> [EXERCISE]: Copy all of the records below verbatim.

> [TASK DATA]:
* Start *
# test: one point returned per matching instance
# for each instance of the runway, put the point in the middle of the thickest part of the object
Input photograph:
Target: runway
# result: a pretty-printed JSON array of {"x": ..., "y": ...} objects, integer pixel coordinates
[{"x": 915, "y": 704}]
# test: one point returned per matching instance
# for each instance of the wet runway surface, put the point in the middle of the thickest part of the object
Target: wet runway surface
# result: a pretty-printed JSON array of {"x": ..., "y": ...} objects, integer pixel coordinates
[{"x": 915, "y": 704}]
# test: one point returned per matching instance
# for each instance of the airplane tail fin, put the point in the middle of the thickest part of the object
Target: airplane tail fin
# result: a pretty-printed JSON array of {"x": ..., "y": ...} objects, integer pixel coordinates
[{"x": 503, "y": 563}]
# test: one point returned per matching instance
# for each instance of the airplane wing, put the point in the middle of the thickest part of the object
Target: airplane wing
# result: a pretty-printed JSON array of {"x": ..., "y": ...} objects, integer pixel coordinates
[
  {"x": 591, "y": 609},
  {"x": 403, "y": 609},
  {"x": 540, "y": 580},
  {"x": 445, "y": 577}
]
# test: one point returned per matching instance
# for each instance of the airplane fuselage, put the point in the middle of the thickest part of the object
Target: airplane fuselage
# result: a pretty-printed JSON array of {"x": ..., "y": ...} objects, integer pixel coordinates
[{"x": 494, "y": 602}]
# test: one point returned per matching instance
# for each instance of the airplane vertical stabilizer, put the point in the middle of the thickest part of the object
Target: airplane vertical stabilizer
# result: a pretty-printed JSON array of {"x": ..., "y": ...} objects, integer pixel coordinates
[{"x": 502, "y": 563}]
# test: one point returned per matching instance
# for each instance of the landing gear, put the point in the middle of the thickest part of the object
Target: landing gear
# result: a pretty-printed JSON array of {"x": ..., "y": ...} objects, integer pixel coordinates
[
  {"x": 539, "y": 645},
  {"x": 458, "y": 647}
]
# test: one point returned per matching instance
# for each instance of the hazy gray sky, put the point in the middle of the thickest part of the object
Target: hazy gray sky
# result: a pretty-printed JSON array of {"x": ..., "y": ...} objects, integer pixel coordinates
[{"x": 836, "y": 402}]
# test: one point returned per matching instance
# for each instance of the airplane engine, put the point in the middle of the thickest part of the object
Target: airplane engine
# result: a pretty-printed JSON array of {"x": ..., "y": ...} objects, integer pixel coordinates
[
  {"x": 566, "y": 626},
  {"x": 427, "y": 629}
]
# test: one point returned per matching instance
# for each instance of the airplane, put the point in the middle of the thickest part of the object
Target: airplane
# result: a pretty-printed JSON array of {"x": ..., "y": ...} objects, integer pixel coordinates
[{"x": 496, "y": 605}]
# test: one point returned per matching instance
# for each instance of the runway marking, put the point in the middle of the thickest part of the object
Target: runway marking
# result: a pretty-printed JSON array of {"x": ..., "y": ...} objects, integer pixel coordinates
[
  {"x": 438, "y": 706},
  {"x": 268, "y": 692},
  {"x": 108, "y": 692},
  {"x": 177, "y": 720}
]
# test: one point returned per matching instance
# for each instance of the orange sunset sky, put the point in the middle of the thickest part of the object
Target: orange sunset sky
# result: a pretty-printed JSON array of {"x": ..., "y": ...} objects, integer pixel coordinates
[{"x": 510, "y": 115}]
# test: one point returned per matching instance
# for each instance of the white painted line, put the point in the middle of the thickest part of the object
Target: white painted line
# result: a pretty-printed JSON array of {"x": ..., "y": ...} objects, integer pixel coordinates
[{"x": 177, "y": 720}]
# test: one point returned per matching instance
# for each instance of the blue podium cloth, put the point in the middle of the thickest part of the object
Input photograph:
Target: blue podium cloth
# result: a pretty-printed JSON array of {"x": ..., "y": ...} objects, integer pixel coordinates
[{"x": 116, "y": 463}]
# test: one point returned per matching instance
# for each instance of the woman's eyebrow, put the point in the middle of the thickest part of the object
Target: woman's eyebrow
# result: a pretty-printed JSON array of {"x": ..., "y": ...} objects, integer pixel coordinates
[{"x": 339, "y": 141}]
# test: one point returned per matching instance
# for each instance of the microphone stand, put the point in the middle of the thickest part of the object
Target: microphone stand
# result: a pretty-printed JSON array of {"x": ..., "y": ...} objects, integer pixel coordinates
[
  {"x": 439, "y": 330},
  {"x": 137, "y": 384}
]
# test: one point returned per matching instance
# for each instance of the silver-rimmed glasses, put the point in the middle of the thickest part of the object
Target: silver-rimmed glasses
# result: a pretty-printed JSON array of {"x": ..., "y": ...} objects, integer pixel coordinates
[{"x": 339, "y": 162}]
* End *
> [TASK SOLUTION]:
# test: one point returned per matching instance
# for each instance of the runway, put the point in the middle of the thickest part of the object
Input photograph:
Target: runway
# result: a pretty-printed JSON array of {"x": ..., "y": ...} objects, integer pixel coordinates
[{"x": 915, "y": 704}]
# test: one point returned per matching instance
# for each instance of the wet runway surface, put the point in the middle of the thickest part of the object
Target: wet runway surface
# result: a pretty-printed JSON array of {"x": ..., "y": ...} objects, integer pixel coordinates
[{"x": 915, "y": 704}]
# test: one point returned per matching instance
# for each instance of the airplane tail fin, put the point in the middle of the thickest part of the object
Target: airplane tail fin
# result: a pretty-printed JSON array of {"x": ..., "y": ...} objects, integer pixel coordinates
[{"x": 503, "y": 563}]
# test: one point returned per matching instance
# for each instance of the airplane wing, put the point in the middle of the thickest part of the object
Target: airplane wing
# result: a pretty-printed JSON array of {"x": ..., "y": ...} objects, integer pixel coordinates
[
  {"x": 591, "y": 609},
  {"x": 403, "y": 609},
  {"x": 540, "y": 580},
  {"x": 445, "y": 577}
]
# test: one point returned per matching instance
# for each instance of the airplane fuselage, put the point in the middle of the thickest part of the object
Target: airplane fuselage
# result: a pretty-printed JSON array of {"x": ..., "y": ...} objects, integer pixel coordinates
[{"x": 494, "y": 602}]
# test: one point returned per matching instance
# for each instance of the airplane vertical stabilizer, put the point in the middle of the thickest part of the object
Target: airplane vertical stabilizer
# result: a pretty-printed JSON array of {"x": ..., "y": ...} objects, integer pixel coordinates
[{"x": 502, "y": 563}]
# test: one point returned per matching instance
# for each instance of the landing gear, put the point in the middle of the thickest part of the object
Target: landing gear
# result: a pretty-printed JSON array of {"x": ..., "y": ...} objects, integer pixel coordinates
[
  {"x": 539, "y": 645},
  {"x": 458, "y": 647}
]
# test: one point returned per matching instance
# for each instance of the hazy gray sky, put the point in the middle of the thickest part of the object
Target: hazy gray sky
# result: a pretty-printed JSON array of {"x": ..., "y": ...} objects, integer pixel coordinates
[{"x": 836, "y": 402}]
# test: one point returned per matching instance
# for each instance of the airplane engine, put the point in the middle of the thickest part of the object
Target: airplane engine
# result: a pretty-printed JSON array of {"x": ..., "y": ...} objects, integer pixel coordinates
[
  {"x": 566, "y": 626},
  {"x": 427, "y": 629}
]
# test: one point returned per matching instance
# for each instance of the airplane, put the point in the middle of the thickest part of the object
Target: airplane
# result: a pretty-printed JSON array of {"x": ..., "y": ...} objects, integer pixel coordinates
[{"x": 496, "y": 605}]
# test: one point returned per matching instance
# for each instance of the runway marking, put the point in the middle of the thickest part of the object
Target: runway marking
# result: a pretty-printed JSON array of {"x": ..., "y": ...} objects, integer pixel coordinates
[
  {"x": 438, "y": 706},
  {"x": 268, "y": 692},
  {"x": 108, "y": 692},
  {"x": 177, "y": 720}
]
# test: one point returned per matching instance
# for each instance of the orange sunset sky, put the point in the middle of the thickest part of the object
Target: orange sunset sky
# result: a pretty-printed JSON array of {"x": ..., "y": ...} objects, integer pixel coordinates
[{"x": 510, "y": 115}]
# test: one point returned per matching instance
# for each instance of the white painted line, put the point in the middle of the thickest part of the object
Target: white painted line
# result: a pretty-printed JSON array of {"x": ..., "y": ...} objects, integer pixel coordinates
[{"x": 177, "y": 720}]
# test: one point returned per matching instance
# for each instance of the blue podium cloth, put the point in the middle of the thickest part of the object
Input photograph:
Target: blue podium cloth
# result: a pretty-printed JSON array of {"x": ..., "y": ...} objects, integer pixel coordinates
[{"x": 116, "y": 463}]
# test: one point returned per matching instance
# for each instance of the woman's eyebrow, put the point in the middle of the thickest part of the object
Target: woman's eyebrow
# result: a pretty-printed JSON array of {"x": ..., "y": ...} objects, integer pixel coordinates
[{"x": 339, "y": 141}]
# test: one point returned per matching instance
# for each instance of the microphone stand, put the point in the middle of the thickest part of the object
Target: microphone stand
# result: a pretty-printed JSON array of {"x": ..., "y": ...} objects, integer pixel coordinates
[
  {"x": 439, "y": 330},
  {"x": 137, "y": 384}
]
# test: one point returned per matching instance
# for each instance of the silver-rimmed glasses, put the point in the middle of the thickest part of the object
Target: silver-rimmed glasses
# result: a pretty-printed JSON array of {"x": ..., "y": ...} objects, integer pixel coordinates
[{"x": 339, "y": 162}]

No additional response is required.